WHAT THE EXERCISE ASKS: Output the listing exactly as written, apart from its pictures.

^^^^

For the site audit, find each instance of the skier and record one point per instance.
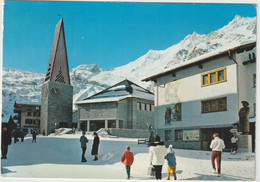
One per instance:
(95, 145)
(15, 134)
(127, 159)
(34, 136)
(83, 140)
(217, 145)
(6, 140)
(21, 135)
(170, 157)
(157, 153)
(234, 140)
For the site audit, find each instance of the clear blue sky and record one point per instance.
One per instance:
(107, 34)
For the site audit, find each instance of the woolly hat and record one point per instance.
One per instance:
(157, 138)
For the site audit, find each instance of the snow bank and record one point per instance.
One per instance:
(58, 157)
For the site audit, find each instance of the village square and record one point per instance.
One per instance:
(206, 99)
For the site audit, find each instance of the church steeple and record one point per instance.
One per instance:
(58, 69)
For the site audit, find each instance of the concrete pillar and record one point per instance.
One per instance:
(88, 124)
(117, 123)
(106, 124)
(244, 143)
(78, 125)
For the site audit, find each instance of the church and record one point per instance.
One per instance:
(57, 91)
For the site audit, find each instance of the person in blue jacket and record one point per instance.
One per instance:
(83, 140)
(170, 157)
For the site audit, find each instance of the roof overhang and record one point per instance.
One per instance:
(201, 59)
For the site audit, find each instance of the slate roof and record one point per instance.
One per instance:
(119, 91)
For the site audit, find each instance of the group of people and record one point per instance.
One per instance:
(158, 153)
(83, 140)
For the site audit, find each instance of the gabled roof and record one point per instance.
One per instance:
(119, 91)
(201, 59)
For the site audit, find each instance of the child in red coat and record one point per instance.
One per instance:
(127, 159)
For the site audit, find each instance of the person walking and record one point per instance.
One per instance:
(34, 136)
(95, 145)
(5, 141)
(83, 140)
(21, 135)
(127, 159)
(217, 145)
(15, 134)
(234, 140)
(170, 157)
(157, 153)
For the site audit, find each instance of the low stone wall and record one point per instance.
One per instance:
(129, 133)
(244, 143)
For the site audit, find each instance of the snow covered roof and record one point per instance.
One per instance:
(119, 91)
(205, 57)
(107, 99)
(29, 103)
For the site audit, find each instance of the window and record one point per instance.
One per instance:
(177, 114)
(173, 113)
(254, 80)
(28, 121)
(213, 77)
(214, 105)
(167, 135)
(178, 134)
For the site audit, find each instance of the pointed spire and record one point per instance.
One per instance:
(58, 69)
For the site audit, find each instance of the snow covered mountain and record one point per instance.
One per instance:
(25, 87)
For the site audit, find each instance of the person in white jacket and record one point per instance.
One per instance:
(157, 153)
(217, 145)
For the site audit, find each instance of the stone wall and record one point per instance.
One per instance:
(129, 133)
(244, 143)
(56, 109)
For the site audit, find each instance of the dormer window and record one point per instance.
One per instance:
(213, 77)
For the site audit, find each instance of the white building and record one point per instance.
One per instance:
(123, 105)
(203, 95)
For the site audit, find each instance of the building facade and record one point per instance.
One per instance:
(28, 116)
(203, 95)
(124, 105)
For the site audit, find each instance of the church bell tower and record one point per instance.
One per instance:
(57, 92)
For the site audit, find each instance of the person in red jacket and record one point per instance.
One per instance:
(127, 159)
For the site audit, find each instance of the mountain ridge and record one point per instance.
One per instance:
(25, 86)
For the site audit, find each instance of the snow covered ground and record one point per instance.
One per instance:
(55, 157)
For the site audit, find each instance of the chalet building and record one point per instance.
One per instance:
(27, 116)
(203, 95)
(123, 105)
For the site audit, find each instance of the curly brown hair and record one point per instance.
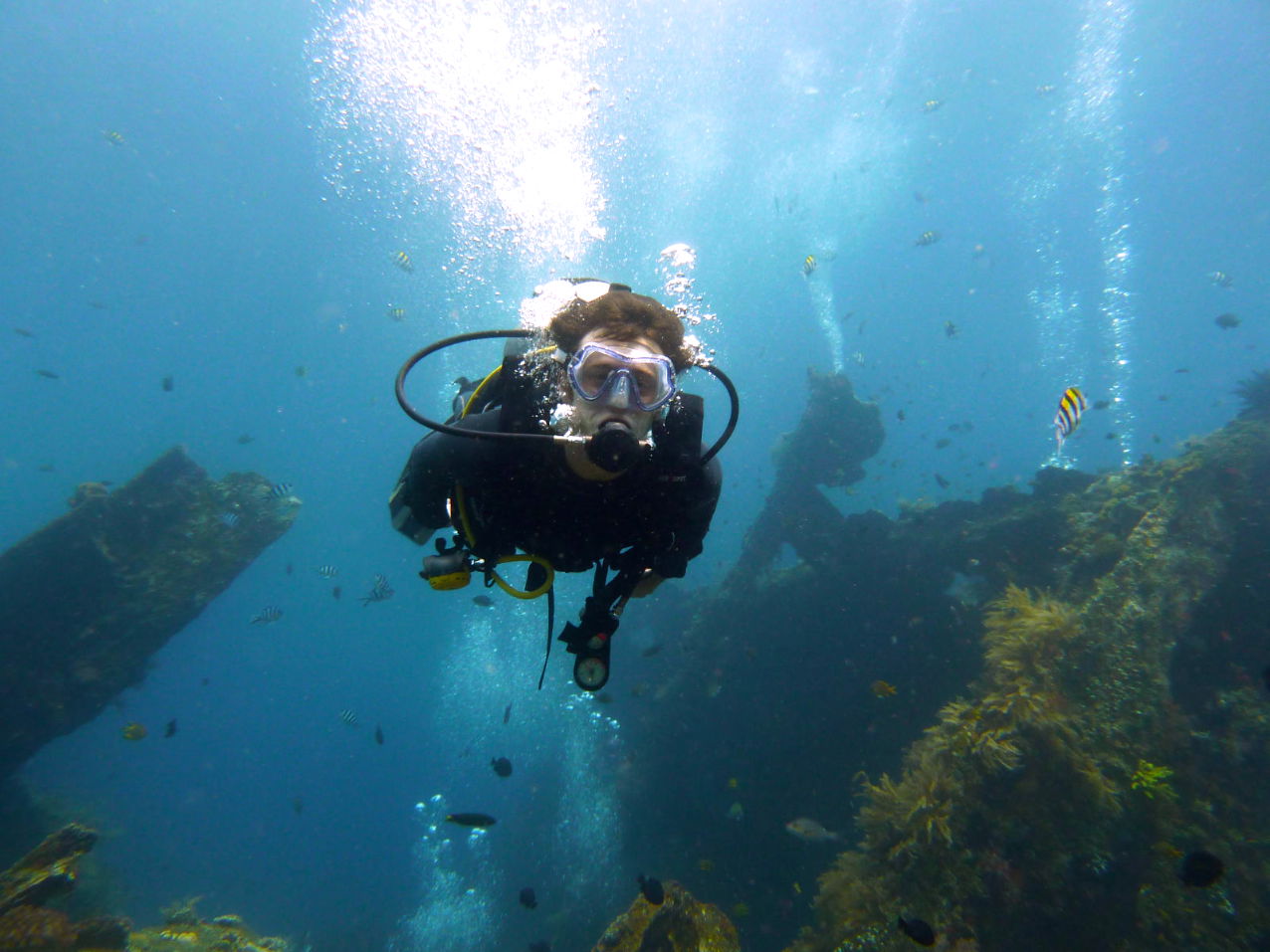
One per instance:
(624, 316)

^^^^

EXPECTED OUTPUT:
For the site audit, find each instance of the skier and record one point per instance.
One per instance:
(95, 145)
(15, 134)
(127, 159)
(34, 136)
(83, 140)
(217, 145)
(6, 140)
(21, 135)
(170, 157)
(157, 153)
(234, 140)
For the site audit, find each instance of the clear blue sky and record one point per instance.
One per instance:
(107, 34)
For the site audit, find each instance of the woolly hat and record one point per instance.
One per instance:
(157, 138)
For the site audit, find each instance of the snow bank and record one point per instance.
One per instance:
(58, 157)
For the site audit, find each instance of the village square and record one point per instance.
One per instance:
(206, 99)
For the site audit, find each instance of the church steeple and record one point per instance.
One per instance:
(58, 69)
For the site audit, find each instance of the concrete pillar and record one point per instance.
One per instance:
(88, 124)
(117, 123)
(106, 124)
(244, 143)
(78, 125)
For the site audit, find each instance of the church and record one point per instance.
One per instance:
(57, 91)
For the site audit, find each instance of the person in blue jacket and record one point per instance.
One per instance:
(83, 140)
(170, 157)
For the site audit, find each instance of the roof overhang and record one point per instance.
One per instance:
(201, 59)
For the site audit, find each instance of the slate roof and record one point per instance.
One per instance:
(119, 91)
For the site audit, find each instance of the group of people and record one point per instance.
One per instance:
(158, 153)
(83, 140)
For the site audit, find each instance of the gabled roof and record one point per instance.
One per instance:
(119, 91)
(201, 59)
For the site audit, find each instance of the child in red coat and record one point per instance.
One per instance:
(127, 159)
For the site audit, find each instance of the person walking and record one point per instance.
One per instance:
(34, 136)
(95, 145)
(5, 141)
(83, 140)
(21, 135)
(127, 159)
(217, 145)
(15, 134)
(234, 140)
(170, 157)
(157, 153)
For the site audit, find each instance of the low stone wall and record one point per instance.
One per instance:
(129, 133)
(244, 143)
For the site audit, find each instance of the snow covered roof and record one point per instance.
One per instance:
(119, 91)
(205, 57)
(107, 99)
(29, 103)
For the site audit, find each instance of the window and record one point per instance.
One per instance:
(177, 114)
(173, 113)
(254, 80)
(28, 121)
(213, 77)
(214, 105)
(167, 135)
(178, 134)
For the site audit, find each instance of the pointed spire and record one point per instance.
One per instance:
(58, 69)
For the site audit, find each instance of the snow covered mountain and record one point per instance.
One per instance:
(25, 87)
For the site audit, find each instance of the person in white jacket and record one point per instance.
One per instance:
(157, 153)
(217, 145)
For the site audit, find each instance of the stone wall and record one point per instance.
One per instance:
(129, 133)
(244, 143)
(56, 109)
For the site audit, find each instance of the dormer window and record one point per instance.
One per instance:
(213, 77)
For the site audit, find each instance of the white building and record one point per instance.
One per instance:
(123, 105)
(203, 95)
For the site audit, find each instance of the building facade and record one point per instance.
One per instance:
(28, 116)
(203, 95)
(124, 105)
For the site audit, find each instance of the church bell tower and record one point per instance.
One per instance:
(57, 92)
For the site audit, find each instance of the person in red jacket and record one point per instance.
One per instance:
(127, 159)
For the site audit, find each instance of the mountain ridge and record one point per instance.
One per instance:
(25, 86)
For the site audit, find each instance of the snow covered ground and record one point per instance.
One per instance:
(55, 157)
For the site audit, find each instance of the chalet building and record one point per instance.
One per instance:
(27, 116)
(203, 95)
(123, 105)
For the site audit, find each instance of the curly brown hair and record one point per instance.
One per instance:
(624, 316)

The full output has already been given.